## The exercise
Reproduce the following lines verbatim, starting at the line that contains "I'm wondering where in this drawing the low" and ending at the line that contains "287,234 -> 326,256".

start The input

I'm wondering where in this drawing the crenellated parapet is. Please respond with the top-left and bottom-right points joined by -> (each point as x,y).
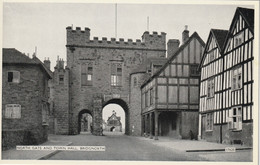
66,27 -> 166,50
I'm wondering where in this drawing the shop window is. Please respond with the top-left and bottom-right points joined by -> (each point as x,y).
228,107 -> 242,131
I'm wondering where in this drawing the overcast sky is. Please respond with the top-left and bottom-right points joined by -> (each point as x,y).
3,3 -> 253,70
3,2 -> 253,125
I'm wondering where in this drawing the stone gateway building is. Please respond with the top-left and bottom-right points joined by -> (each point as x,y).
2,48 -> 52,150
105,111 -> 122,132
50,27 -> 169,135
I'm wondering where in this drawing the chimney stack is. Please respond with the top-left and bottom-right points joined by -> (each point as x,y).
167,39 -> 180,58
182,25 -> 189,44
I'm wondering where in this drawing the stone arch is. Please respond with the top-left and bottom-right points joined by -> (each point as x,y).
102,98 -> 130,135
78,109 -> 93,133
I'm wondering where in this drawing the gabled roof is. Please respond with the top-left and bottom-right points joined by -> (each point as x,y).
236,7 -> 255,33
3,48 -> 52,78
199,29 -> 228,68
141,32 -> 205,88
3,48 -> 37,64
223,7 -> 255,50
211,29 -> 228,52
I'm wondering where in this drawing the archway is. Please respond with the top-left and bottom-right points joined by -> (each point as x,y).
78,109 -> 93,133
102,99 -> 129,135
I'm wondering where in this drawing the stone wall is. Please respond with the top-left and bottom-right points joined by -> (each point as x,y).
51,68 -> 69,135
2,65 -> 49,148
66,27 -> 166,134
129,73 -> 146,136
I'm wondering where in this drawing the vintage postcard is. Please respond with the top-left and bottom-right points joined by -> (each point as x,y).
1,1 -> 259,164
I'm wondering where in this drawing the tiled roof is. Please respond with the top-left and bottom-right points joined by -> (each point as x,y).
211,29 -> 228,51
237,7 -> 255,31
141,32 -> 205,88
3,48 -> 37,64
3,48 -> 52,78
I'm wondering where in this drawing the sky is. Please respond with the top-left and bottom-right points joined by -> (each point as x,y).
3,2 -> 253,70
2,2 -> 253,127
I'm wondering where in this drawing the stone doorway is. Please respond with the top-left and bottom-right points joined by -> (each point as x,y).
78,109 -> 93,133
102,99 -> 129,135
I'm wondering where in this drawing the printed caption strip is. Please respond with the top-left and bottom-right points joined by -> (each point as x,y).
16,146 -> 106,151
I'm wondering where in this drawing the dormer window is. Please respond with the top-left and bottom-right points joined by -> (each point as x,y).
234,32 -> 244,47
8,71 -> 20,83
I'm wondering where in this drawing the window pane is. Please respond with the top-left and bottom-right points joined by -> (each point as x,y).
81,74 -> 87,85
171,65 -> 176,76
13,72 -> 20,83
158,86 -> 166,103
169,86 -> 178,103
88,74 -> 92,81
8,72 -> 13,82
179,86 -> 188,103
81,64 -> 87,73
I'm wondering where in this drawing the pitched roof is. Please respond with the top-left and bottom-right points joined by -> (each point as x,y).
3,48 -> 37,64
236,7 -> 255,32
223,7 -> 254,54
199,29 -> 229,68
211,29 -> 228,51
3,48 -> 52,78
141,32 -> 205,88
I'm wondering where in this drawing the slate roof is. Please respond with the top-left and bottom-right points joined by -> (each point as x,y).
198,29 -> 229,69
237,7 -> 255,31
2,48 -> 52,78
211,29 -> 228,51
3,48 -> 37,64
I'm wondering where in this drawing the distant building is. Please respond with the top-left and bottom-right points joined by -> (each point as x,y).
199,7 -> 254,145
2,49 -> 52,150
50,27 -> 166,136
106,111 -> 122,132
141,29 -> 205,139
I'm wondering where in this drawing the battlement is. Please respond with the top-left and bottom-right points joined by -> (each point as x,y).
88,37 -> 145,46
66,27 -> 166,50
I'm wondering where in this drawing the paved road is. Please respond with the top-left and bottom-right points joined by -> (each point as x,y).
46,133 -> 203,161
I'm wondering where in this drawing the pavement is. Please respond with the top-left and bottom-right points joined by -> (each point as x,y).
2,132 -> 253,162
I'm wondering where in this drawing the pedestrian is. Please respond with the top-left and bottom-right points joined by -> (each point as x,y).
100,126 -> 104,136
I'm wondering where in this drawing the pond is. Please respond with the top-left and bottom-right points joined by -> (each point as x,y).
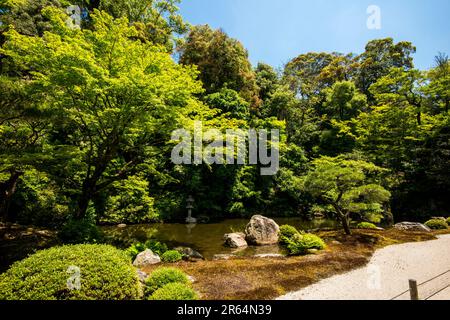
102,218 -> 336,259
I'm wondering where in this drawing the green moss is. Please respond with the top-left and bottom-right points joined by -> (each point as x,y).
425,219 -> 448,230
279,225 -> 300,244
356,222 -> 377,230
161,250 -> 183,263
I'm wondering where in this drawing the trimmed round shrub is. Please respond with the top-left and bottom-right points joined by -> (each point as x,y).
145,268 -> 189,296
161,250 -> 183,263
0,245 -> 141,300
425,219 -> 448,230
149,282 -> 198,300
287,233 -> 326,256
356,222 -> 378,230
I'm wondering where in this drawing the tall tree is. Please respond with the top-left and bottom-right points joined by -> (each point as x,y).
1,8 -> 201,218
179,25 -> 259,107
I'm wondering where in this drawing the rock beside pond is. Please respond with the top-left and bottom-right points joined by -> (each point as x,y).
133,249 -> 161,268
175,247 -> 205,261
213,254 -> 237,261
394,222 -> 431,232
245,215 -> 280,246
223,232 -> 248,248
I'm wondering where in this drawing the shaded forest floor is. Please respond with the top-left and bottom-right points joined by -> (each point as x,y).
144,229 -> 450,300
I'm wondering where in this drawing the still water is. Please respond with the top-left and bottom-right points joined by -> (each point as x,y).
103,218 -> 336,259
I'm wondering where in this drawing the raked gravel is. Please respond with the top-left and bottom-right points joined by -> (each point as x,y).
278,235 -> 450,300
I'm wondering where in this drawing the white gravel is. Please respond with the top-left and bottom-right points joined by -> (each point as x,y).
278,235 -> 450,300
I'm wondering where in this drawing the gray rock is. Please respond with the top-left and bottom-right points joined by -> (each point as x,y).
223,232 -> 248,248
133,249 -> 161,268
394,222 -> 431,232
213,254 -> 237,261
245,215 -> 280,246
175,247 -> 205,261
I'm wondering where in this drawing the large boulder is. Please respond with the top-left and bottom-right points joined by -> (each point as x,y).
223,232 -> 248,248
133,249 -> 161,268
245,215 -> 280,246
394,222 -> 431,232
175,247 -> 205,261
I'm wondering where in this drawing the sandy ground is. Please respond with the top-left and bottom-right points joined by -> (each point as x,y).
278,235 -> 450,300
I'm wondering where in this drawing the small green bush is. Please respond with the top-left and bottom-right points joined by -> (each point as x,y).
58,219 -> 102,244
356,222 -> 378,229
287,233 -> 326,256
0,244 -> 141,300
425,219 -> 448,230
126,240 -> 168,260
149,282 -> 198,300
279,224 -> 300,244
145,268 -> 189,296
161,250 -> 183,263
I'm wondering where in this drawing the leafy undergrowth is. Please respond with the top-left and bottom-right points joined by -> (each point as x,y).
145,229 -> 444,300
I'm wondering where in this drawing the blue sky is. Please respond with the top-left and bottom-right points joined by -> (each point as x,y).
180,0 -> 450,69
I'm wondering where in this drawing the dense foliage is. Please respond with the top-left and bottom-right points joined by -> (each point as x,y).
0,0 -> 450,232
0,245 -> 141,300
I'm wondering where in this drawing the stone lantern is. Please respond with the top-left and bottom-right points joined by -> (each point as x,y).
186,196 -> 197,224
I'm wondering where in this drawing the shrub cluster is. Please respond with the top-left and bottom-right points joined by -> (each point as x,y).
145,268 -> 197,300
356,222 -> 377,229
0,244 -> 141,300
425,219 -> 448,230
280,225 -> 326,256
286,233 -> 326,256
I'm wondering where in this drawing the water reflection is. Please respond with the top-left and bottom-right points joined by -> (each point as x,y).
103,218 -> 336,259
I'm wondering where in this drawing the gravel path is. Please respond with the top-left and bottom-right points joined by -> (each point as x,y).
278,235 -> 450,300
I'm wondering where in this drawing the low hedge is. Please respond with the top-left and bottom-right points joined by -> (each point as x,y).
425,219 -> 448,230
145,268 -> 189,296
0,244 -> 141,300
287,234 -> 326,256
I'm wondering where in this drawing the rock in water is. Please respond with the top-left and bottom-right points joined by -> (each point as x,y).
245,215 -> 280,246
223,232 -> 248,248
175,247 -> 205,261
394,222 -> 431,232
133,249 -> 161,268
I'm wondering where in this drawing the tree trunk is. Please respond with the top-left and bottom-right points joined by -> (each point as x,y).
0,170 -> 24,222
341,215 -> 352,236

end The input

## Result for this task
I'm wondering where in this drawing the low hedge is. Please respond with the top-left and bottom-right points joined by -> (each point as x,y).
425,219 -> 448,230
145,268 -> 189,296
0,244 -> 141,300
287,234 -> 326,256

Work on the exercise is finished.